§ **Opdracht**
Typ de tekst over brandladders en beheerbranden hieronder volledig en letterlijk over, zonder iets weg te laten of te veranderen.
━━━ Geselecteerd fragment
Hoe meer brandstof er is, hoe sneller brand ontstaat en hoe sneller die zich verspreidt. “Alle branden beginnen aan de grond”, zegt vuurgeograaf Cathelijne Stoof van Wageningen University. “De onderste laag van de begroeiing kan voor het vuur een soort ladder van brandstof naar de boomtoppen vormen. En als de brand daar eenmaal is aangekomen, is hij nog moeilijk te bestrijden. Je moet die brandladders dus regelmatig verwijderen.”
De snelste en efficiëntste manier om een bos te ontdoen van brandladders is verrassend genoeg door op strategische plekken brand te stichten. Door dit gecontroleerd te doen, creëer je een ‘schoon’ bos en dat voorkomt grotere en ongecontroleerde branden in de toekomst. Natuurlijk zijn er dingen waar je op moet letten voor je zo’n zogenoemde beheerbrand start. “Je moet het bijvoorbeeld alleen doen in de tijd van het jaar dat het gebied een beetje vochtig is, zoals in de herfst of de late winter”, legt Stoof uit. “Zo is het vuur makkelijker te controleren en blijven de voedingsstoffen in de bodem beter behouden.”
━━━━━━
━━━ Aangeleverd materiaal
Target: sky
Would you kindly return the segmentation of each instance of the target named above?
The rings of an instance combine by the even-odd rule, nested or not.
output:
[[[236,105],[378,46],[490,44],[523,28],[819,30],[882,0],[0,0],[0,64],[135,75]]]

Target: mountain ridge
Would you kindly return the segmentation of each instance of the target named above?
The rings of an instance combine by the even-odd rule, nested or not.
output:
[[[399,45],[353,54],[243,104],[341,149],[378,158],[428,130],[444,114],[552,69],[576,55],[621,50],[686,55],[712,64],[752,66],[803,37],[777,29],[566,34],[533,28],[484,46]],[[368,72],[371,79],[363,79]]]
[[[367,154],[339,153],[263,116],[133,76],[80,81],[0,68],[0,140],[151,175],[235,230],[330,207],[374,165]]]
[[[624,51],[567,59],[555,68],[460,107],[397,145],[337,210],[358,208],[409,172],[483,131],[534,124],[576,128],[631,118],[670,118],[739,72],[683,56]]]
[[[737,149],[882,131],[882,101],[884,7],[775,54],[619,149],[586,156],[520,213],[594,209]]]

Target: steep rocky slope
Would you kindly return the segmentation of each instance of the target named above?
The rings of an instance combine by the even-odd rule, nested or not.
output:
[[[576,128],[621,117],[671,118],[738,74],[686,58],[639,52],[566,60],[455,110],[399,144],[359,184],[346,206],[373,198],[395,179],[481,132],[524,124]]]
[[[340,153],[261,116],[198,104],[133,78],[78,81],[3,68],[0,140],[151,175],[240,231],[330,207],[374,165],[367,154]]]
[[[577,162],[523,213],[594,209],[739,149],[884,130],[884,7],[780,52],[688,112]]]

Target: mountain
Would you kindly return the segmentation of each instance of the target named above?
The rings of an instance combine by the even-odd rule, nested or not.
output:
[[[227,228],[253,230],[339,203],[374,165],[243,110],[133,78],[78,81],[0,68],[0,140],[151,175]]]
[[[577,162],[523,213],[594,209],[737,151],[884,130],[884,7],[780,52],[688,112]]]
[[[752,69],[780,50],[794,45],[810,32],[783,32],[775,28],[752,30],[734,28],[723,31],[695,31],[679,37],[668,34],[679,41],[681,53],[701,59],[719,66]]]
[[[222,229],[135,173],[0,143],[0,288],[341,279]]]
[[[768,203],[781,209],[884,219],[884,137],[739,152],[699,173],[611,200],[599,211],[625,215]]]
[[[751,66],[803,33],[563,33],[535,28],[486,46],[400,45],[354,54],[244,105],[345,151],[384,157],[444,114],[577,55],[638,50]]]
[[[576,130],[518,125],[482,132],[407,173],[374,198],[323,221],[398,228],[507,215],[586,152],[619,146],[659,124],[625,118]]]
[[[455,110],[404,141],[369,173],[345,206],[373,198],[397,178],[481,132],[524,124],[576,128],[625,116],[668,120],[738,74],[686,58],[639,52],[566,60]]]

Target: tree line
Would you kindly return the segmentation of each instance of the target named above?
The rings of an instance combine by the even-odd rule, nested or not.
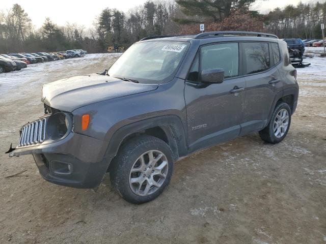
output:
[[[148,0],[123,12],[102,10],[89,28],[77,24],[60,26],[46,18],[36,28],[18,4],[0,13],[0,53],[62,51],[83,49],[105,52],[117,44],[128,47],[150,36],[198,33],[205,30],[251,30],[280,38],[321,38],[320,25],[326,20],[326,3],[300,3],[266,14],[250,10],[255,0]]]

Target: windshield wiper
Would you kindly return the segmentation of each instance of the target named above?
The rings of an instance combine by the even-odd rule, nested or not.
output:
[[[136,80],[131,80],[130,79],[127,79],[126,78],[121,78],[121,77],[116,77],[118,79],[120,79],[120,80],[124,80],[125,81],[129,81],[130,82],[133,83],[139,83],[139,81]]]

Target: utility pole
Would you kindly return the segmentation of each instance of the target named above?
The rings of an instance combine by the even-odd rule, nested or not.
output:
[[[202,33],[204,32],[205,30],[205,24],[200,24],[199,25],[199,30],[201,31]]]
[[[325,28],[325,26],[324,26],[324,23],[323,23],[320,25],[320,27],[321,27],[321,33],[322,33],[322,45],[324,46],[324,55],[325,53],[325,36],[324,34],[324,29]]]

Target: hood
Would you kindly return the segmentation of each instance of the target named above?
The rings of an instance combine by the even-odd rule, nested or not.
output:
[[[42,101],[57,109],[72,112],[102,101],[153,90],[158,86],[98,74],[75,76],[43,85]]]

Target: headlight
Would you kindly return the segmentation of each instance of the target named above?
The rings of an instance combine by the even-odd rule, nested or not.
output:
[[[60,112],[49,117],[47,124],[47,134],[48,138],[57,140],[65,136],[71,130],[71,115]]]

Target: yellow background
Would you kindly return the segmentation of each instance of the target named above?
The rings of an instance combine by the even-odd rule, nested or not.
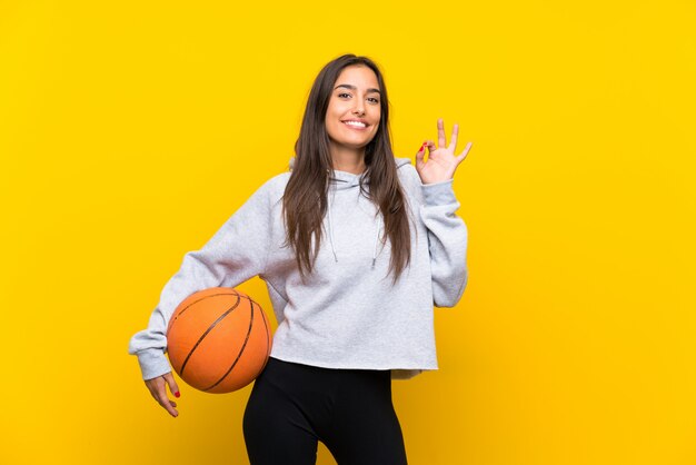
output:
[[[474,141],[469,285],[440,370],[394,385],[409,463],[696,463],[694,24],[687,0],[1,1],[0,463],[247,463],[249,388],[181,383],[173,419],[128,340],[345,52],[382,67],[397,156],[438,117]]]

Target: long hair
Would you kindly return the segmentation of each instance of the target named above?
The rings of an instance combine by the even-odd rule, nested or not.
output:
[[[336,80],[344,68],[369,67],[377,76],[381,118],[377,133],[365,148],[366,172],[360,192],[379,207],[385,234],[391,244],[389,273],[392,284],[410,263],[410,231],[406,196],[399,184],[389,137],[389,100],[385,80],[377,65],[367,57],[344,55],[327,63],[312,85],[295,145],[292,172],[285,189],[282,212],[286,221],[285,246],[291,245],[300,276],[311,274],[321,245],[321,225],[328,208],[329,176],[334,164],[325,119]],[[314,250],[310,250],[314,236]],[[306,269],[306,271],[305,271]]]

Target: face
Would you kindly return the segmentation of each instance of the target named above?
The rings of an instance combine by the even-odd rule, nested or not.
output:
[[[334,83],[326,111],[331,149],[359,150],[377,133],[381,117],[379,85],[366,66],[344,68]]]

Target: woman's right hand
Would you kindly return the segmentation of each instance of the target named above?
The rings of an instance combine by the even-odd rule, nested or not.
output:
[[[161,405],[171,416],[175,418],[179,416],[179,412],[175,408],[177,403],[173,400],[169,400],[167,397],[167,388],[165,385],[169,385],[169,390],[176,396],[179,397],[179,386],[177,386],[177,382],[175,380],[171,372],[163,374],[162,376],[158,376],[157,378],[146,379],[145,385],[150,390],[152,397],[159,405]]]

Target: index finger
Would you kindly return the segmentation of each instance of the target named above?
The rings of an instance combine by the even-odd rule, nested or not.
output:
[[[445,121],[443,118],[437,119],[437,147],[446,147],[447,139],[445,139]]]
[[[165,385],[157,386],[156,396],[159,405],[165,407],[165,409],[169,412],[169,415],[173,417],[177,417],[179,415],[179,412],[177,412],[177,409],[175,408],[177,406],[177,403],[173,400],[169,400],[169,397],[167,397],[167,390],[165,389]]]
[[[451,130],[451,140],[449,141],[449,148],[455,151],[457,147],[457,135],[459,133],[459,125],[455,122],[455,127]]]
━━━━━━
§ **Uitgewerkt antwoord**
Hoe meer brandstof er is, hoe sneller brand ontstaat en hoe sneller die zich verspreidt. “Alle branden beginnen aan de grond”, zegt vuurgeograaf Cathelijne Stoof van Wageningen University. “De onderste laag van de begroeiing kan voor het vuur een soort ladder van brandstof naar de boomtoppen vormen. En als de brand daar eenmaal is aangekomen, is hij nog moeilijk te bestrijden. Je moet die brandladders dus regelmatig verwijderen.”
De snelste en efficiëntste manier om een bos te ontdoen van brandladders is verrassend genoeg door op strategische plekken brand te stichten. Door dit gecontroleerd te doen, creëer je een ‘schoon’ bos en dat voorkomt grotere en ongecontroleerde branden in de toekomst. Natuurlijk zijn er dingen waar je op moet letten voor je zo’n zogenoemde beheerbrand start. “Je moet het bijvoorbeeld alleen doen in de tijd van het jaar dat het gebied een beetje vochtig is, zoals in de herfst of de late winter”, legt Stoof uit. “Zo is het vuur makkelijker te controleren en blijven de voedingsstoffen in de bodem beter behouden.”